== Segment start ==

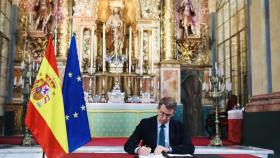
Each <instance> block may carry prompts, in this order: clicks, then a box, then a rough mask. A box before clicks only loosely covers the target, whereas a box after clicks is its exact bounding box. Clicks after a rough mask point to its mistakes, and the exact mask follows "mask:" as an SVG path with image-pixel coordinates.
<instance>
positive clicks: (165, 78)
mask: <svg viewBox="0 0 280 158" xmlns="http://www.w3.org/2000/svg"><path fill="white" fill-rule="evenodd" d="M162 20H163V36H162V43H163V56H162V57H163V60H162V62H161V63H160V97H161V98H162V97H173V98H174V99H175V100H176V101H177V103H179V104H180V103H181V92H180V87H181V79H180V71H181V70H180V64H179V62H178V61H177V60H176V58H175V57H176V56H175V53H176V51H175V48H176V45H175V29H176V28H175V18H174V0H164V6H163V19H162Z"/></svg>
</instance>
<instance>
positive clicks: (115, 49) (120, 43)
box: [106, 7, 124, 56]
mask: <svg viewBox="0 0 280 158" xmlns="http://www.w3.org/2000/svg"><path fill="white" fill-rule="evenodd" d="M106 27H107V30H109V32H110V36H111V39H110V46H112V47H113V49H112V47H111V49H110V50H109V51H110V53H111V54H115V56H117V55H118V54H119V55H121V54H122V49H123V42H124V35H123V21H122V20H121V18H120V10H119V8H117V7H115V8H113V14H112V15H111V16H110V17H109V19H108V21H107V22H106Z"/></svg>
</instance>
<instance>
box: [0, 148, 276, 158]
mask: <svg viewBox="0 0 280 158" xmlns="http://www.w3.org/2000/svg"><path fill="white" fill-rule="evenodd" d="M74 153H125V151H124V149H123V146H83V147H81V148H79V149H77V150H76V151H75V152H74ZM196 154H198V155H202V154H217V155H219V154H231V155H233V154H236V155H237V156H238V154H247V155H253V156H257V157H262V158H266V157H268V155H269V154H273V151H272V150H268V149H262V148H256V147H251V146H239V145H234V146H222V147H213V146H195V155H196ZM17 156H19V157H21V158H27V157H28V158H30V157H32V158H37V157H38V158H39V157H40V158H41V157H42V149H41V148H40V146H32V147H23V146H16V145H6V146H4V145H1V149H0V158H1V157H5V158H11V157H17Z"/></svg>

== Segment end ==

*Work instruction*
Go through the listing above and quote it exactly, apart from its images.

*Solution to the problem*
Each <instance> block may carry prompts, in this order: clicks, then a box, then a rough mask. A box before clicks only loosely covers the target, whereas a box after clicks is its exact bounding box. Clicks after a rough mask point to its mistakes, and the exact mask follows "mask:" as an SVG path with image-pixel coordinates.
<instance>
positive clicks: (165, 78)
mask: <svg viewBox="0 0 280 158" xmlns="http://www.w3.org/2000/svg"><path fill="white" fill-rule="evenodd" d="M162 20H163V36H162V43H163V56H162V57H163V60H162V62H161V63H160V97H161V98H162V97H173V98H174V99H175V100H176V101H177V103H179V104H180V103H181V92H180V87H181V79H180V71H181V70H180V64H179V62H178V61H177V60H176V58H175V57H176V56H175V53H176V51H175V48H176V45H175V29H176V28H175V18H174V0H164V6H163V19H162Z"/></svg>
</instance>
<instance>
positive clicks: (115, 49) (120, 43)
box: [106, 7, 124, 56]
mask: <svg viewBox="0 0 280 158" xmlns="http://www.w3.org/2000/svg"><path fill="white" fill-rule="evenodd" d="M106 27H107V30H109V32H110V36H111V39H110V46H112V47H113V49H112V47H111V49H110V50H109V51H110V53H111V54H115V56H117V55H118V54H119V55H121V54H122V49H123V42H124V35H123V21H122V20H121V18H120V10H119V8H117V7H115V8H113V14H112V15H111V16H110V17H109V19H108V21H107V22H106Z"/></svg>
</instance>
<instance>
box: [0, 148, 276, 158]
mask: <svg viewBox="0 0 280 158" xmlns="http://www.w3.org/2000/svg"><path fill="white" fill-rule="evenodd" d="M74 153H125V151H124V149H123V146H83V147H81V148H79V149H77V150H76V151H75V152H74ZM196 154H198V155H202V154H217V155H219V154H231V155H233V154H236V155H237V156H238V154H247V155H253V156H257V157H262V158H266V157H268V155H269V154H273V151H272V150H268V149H262V148H256V147H251V146H239V145H234V146H222V147H213V146H195V155H196ZM17 156H19V157H21V158H27V157H28V158H30V157H32V158H37V157H38V158H39V157H40V158H41V157H42V149H41V148H40V146H32V147H23V146H16V145H6V146H4V145H1V149H0V158H1V157H5V158H11V157H17Z"/></svg>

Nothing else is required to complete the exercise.